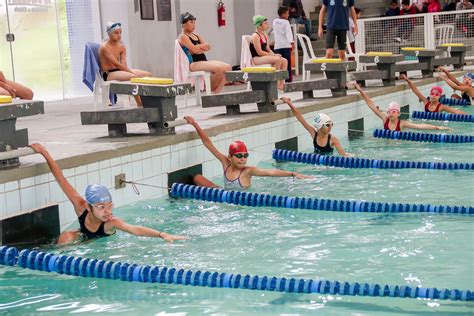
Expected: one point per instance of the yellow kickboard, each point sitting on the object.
(413, 48)
(453, 44)
(259, 69)
(326, 60)
(6, 99)
(152, 80)
(379, 54)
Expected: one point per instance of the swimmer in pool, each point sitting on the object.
(95, 211)
(391, 119)
(431, 105)
(465, 87)
(320, 132)
(237, 175)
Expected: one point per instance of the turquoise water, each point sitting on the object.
(413, 249)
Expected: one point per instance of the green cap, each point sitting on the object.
(259, 19)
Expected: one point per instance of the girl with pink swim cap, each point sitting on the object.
(391, 119)
(433, 104)
(324, 142)
(237, 175)
(95, 211)
(465, 87)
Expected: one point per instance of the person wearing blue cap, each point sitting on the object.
(466, 88)
(95, 211)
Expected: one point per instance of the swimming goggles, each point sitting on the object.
(241, 155)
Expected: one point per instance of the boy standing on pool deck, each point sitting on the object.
(95, 211)
(113, 58)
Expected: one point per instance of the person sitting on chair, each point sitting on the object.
(194, 46)
(113, 58)
(14, 89)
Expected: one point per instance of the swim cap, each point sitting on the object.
(320, 120)
(112, 26)
(237, 147)
(185, 17)
(437, 88)
(259, 19)
(97, 193)
(394, 106)
(469, 75)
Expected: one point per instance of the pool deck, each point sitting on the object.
(73, 144)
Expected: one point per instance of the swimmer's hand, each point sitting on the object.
(286, 100)
(357, 87)
(443, 128)
(40, 149)
(190, 120)
(301, 176)
(170, 238)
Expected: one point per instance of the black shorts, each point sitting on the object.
(331, 38)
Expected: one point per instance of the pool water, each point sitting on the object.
(403, 249)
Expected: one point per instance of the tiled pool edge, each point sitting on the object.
(32, 187)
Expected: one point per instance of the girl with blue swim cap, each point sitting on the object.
(95, 211)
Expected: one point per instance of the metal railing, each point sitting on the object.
(390, 34)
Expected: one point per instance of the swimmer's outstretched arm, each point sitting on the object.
(370, 103)
(449, 75)
(311, 130)
(406, 124)
(207, 141)
(76, 199)
(459, 87)
(414, 88)
(119, 224)
(254, 171)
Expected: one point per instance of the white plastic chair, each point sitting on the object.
(308, 54)
(246, 56)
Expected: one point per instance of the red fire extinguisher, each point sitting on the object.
(220, 14)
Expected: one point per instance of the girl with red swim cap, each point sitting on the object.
(237, 175)
(465, 87)
(431, 105)
(391, 119)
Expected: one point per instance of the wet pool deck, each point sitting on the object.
(73, 144)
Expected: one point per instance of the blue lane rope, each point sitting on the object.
(85, 267)
(423, 137)
(258, 199)
(353, 162)
(443, 116)
(453, 102)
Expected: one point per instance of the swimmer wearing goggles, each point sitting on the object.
(237, 175)
(432, 104)
(391, 119)
(323, 141)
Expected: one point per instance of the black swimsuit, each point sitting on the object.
(105, 74)
(326, 150)
(88, 234)
(197, 57)
(466, 97)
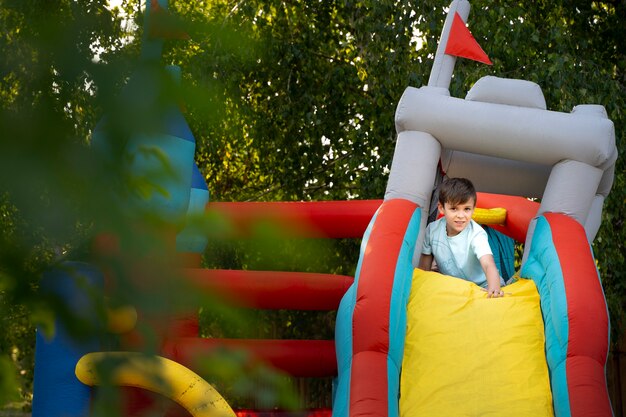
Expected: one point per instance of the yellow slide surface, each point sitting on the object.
(467, 355)
(156, 374)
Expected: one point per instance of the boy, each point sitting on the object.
(458, 244)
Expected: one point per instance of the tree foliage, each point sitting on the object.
(288, 101)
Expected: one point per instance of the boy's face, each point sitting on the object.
(457, 216)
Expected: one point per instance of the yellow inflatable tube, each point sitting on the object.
(160, 375)
(489, 216)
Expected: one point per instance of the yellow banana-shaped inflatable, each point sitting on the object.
(160, 375)
(489, 216)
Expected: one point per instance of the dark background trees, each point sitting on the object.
(287, 100)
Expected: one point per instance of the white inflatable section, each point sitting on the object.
(504, 139)
(522, 93)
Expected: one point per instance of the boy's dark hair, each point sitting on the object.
(456, 191)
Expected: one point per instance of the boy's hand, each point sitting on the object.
(494, 292)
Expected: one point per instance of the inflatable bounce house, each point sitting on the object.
(408, 342)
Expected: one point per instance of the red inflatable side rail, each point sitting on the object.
(273, 290)
(316, 219)
(299, 358)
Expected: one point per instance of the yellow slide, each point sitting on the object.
(467, 355)
(160, 375)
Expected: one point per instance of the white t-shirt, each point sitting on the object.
(458, 255)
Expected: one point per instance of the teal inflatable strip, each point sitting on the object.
(343, 335)
(403, 278)
(544, 267)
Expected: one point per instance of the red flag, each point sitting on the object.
(462, 43)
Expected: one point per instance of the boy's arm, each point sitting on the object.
(493, 276)
(426, 262)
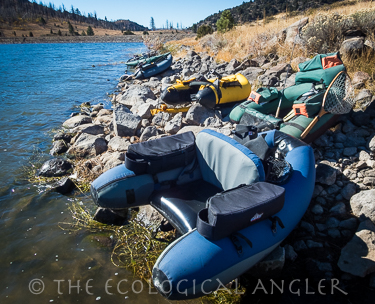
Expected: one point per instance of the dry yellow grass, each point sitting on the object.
(251, 38)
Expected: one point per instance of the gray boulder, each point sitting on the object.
(232, 65)
(352, 46)
(110, 217)
(63, 136)
(326, 173)
(197, 114)
(348, 191)
(76, 121)
(111, 160)
(358, 256)
(118, 143)
(186, 73)
(124, 121)
(136, 94)
(58, 147)
(363, 205)
(144, 110)
(90, 128)
(148, 132)
(103, 112)
(292, 31)
(88, 145)
(54, 167)
(63, 186)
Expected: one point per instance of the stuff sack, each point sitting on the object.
(161, 154)
(238, 208)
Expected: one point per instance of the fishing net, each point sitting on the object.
(340, 95)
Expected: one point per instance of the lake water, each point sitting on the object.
(40, 86)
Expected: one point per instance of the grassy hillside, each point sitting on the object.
(251, 39)
(22, 18)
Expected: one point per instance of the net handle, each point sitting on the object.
(322, 110)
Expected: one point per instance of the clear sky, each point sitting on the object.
(186, 12)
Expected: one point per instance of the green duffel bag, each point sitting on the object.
(289, 96)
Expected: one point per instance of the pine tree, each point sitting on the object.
(226, 22)
(90, 31)
(152, 24)
(71, 29)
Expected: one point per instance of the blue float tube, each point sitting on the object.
(193, 266)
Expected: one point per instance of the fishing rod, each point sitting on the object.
(287, 71)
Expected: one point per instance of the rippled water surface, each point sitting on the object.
(40, 85)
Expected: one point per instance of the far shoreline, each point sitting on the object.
(87, 39)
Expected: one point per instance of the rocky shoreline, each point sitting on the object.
(336, 237)
(91, 39)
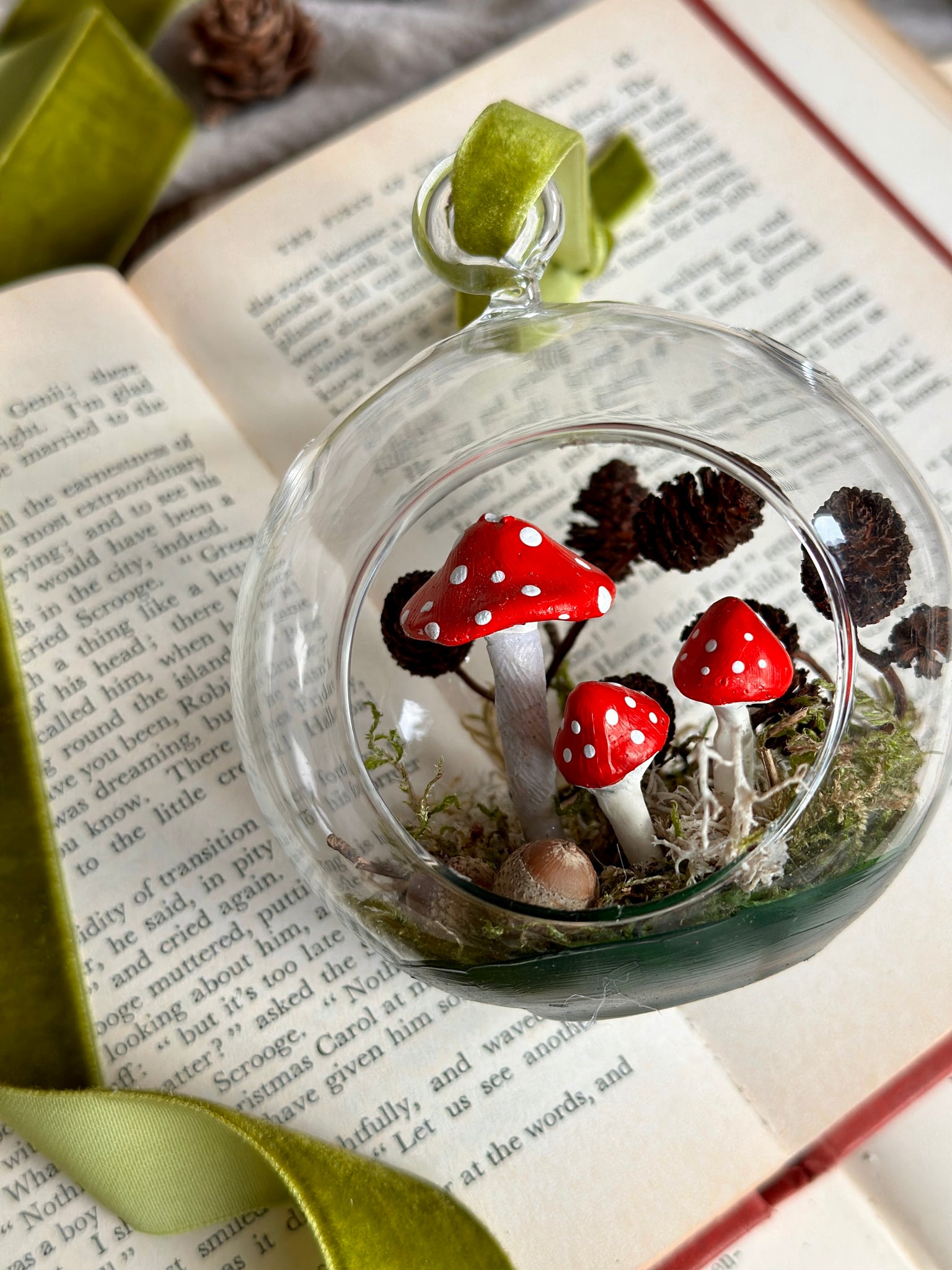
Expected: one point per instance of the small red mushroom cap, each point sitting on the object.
(733, 658)
(503, 572)
(607, 730)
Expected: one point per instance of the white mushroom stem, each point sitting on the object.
(522, 718)
(624, 803)
(734, 744)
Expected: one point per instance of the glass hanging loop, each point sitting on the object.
(512, 278)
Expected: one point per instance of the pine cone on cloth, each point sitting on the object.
(250, 51)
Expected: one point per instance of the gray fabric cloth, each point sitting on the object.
(377, 51)
(372, 54)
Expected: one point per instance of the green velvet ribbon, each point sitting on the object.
(161, 1161)
(500, 169)
(164, 1162)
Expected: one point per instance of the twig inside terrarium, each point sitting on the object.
(884, 665)
(564, 649)
(377, 866)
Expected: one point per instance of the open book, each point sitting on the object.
(144, 429)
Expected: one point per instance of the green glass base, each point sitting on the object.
(631, 977)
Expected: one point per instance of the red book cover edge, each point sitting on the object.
(935, 1065)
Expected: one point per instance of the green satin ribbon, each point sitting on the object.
(164, 1162)
(500, 169)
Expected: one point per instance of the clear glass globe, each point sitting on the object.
(513, 415)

* **REQUEST**
Nothing in the entries above should change when they are printed again, except that the pictures are dropped.

* **FULL RESPONSE**
Expected: one point per instance of the yellow kickboard, each point sitting on the object.
(413, 48)
(453, 44)
(259, 69)
(326, 60)
(6, 99)
(152, 80)
(379, 54)
Expected: one point per instance of the swimmer in pool, each point sitting on the object.
(95, 211)
(391, 119)
(431, 105)
(465, 87)
(320, 132)
(237, 175)
Expected: one point per instance of the turquoise water, each point sitting on the object.
(413, 249)
Expected: one point per instance of the green cap, each point sitting on the object.
(259, 19)
Expected: one point per instance of the girl with pink swim cap, each point sitting on the object.
(391, 119)
(433, 104)
(324, 142)
(237, 175)
(95, 211)
(465, 87)
Expected: one point per instance of the person wearing blue cap, each point sitting on the object.
(466, 88)
(95, 211)
Expected: one point per instance of the swimming goggles, each point sitting on the object.
(241, 155)
Expected: one point per instance of the boy standing on pool deck, each point sitting on the object.
(95, 211)
(113, 58)
Expected: one point per instance of the person sitting on chair, each point sitting on the object.
(194, 46)
(113, 58)
(14, 89)
Expected: one point per instance of the swim cap, each point sitting on the object.
(320, 120)
(112, 26)
(237, 147)
(185, 17)
(437, 88)
(259, 19)
(97, 193)
(394, 106)
(469, 75)
Expected: one point per instance of the pool deck, each point sitting on the object.
(73, 144)
Expected: one point per instance of the swimmer's hand, each point sitting on the object.
(286, 100)
(357, 87)
(443, 128)
(40, 149)
(190, 120)
(301, 176)
(170, 238)
Expected: one point per instance of the black shorts, each point sitting on the object.
(331, 38)
Expected: one point per instance of the pool water, each point sitting on the object.
(403, 249)
Expected: one point per instance of the tiled pool edge, each point sitting on the object.
(32, 187)
Expected: one point per instance of the girl with blue swim cap, each point sitting on the object.
(95, 211)
Expected: one point per instance of the metal railing, each point sitting on the object.
(390, 34)
Expected: one point per instance of the swimmer's outstretched arm, each point sitting on the object.
(370, 103)
(449, 75)
(311, 130)
(406, 124)
(207, 141)
(76, 199)
(459, 87)
(414, 88)
(119, 224)
(254, 171)
Expected: one point per instance of the white plastic chair, each point sitting on the object.
(308, 54)
(246, 56)
Expected: one point per instance of the red fire extinguisher, each point sitting on the object.
(220, 14)
Expected: one point per instance of the girl with red swim cap, each point sitting on the object.
(237, 175)
(465, 87)
(431, 105)
(391, 119)
Expected: one point per instance of the wet pool deck, each point sitting on the object.
(73, 144)
Expected: one point per instance of the blue lane rope, each point sitting on the object.
(85, 267)
(423, 137)
(258, 199)
(353, 162)
(443, 116)
(453, 102)
Expected: one point per instance of the swimmer wearing goggles, each point sitting on the object.
(237, 175)
(432, 104)
(391, 119)
(323, 141)
Expected: one point per instance of the black swimsuit, each point sitting on the object.
(105, 74)
(326, 150)
(88, 234)
(197, 57)
(466, 97)
Expected: one point per instance of the yellow slide surface, each point sitting on the object.
(467, 355)
(156, 374)
Expected: one point per instance of the boy, each point sitting on the object.
(458, 244)
Expected: one point per instance of the tree foliage, each point sitting on the object.
(288, 101)
Expected: one point per instance of the boy's face, each point sitting on the object.
(457, 216)
Expected: one point per instance of the yellow inflatable tube, each point sitting on the object.
(160, 375)
(489, 216)
Expected: one point per instance of the yellow banana-shaped inflatable, each point sitting on the object.
(160, 375)
(489, 216)
Expected: one point per instance of the dark background trees, each point sitting on the object.
(287, 100)
Expected: one point per instance of the white inflatable section, each point sitting on the object.
(504, 139)
(522, 93)
Expected: one point per instance of the boy's dark hair, each point sitting on the object.
(456, 191)
Expected: one point per instance of the boy's hand, each point sitting on the object.
(494, 292)
Expected: one point per instance of the inflatable bounce house, each point sitting on the object.
(408, 342)
Expected: one point per instance of the red inflatable side rail, each point sitting on the object.
(273, 290)
(316, 219)
(299, 358)
Expected: one point per instance of the yellow slide, each point sitting on the object.
(467, 355)
(160, 375)
Expected: one point per instance of the white t-shirt, each point sitting on the object.
(458, 255)
Expected: one point per instance of the teal inflatable strip, each point sitting on the object.
(343, 335)
(403, 278)
(544, 267)
Expected: one point per instance of the red flag, each point sitting on the object.
(462, 43)
Expected: one point per instance of the boy's arm, each point sitting on the object.
(493, 276)
(426, 262)
Expected: one point per instance of the dry yellow grass, each point sitting on the object.
(251, 38)
Expected: one point per instance of the gray boulder, each point sitting on the object.
(232, 65)
(352, 46)
(110, 217)
(63, 136)
(326, 173)
(197, 114)
(348, 191)
(76, 121)
(111, 160)
(358, 256)
(118, 143)
(186, 73)
(124, 121)
(136, 94)
(58, 147)
(363, 205)
(144, 110)
(90, 128)
(148, 132)
(103, 112)
(292, 31)
(88, 145)
(54, 167)
(63, 186)
Expected: one point per instance of the stuff sack, each point sitting on the object.
(161, 154)
(238, 208)
Expected: one point per instance of the fishing net, each point sitting on the object.
(340, 95)
Expected: one point per instance of the lake water, each point sitting on the object.
(40, 86)
Expected: one point per instance of the grassy hillside, each point sitting on the object.
(251, 39)
(22, 18)
Expected: one point per instance of the net handle, each point sitting on the object.
(322, 110)
Expected: one point per instance of the clear sky, each point sitting on the object.
(186, 12)
Expected: one point per instance of the green duffel bag, each point sitting on the object.
(289, 96)
Expected: one point per instance of the pine tree, each point sitting on the object.
(226, 22)
(90, 31)
(152, 24)
(71, 29)
Expected: one point per instance of the blue float tube, each point sitting on the object.
(193, 266)
Expected: one point per instance of the fishing rod, each point sitting on the object.
(287, 71)
Expected: one point per instance of the rippled water surface, each point sitting on the object.
(40, 85)
Expected: one point per instance of the far shoreline, each point sitting on the object.
(87, 39)
Expected: one point per instance of the rocky shoreline, each point sitting on the object.
(336, 237)
(91, 39)
Expected: one point per instance of the small red mushroom cap, each point sitting on the object.
(733, 658)
(503, 572)
(607, 730)
Expected: one point per instance of the white mushroom stem, each point sitting on the object.
(522, 718)
(624, 803)
(734, 744)
Expected: one point per instance of the glass hanging loop, each point sitting on the object.
(512, 278)
Expected: one point per instance of the pine cone on cloth, each point sitting on the object.
(250, 51)
Expected: one point per instance of the gray fabric cloth, each point sitting on the object.
(377, 51)
(372, 54)
Expected: one point per instance of the green velvet ribbon, each point sitting on the object.
(161, 1161)
(500, 169)
(164, 1162)
Expected: one point per instance of the twig inside terrarium, each point sitting on the object.
(884, 665)
(564, 649)
(377, 866)
Expected: one point per instance of the open book, each point sitting on the object.
(144, 429)
Expected: one point per instance of the green glass base, each point sitting on the object.
(631, 977)
Expected: one point per instance of the red book cover edge, each point sitting on the object.
(935, 1065)
Expected: one point per instance of the green satin ribbon, each point sitting on the object.
(164, 1162)
(500, 169)
Expected: one point per instance of the clear glass globe, each point sitting on the object.
(513, 415)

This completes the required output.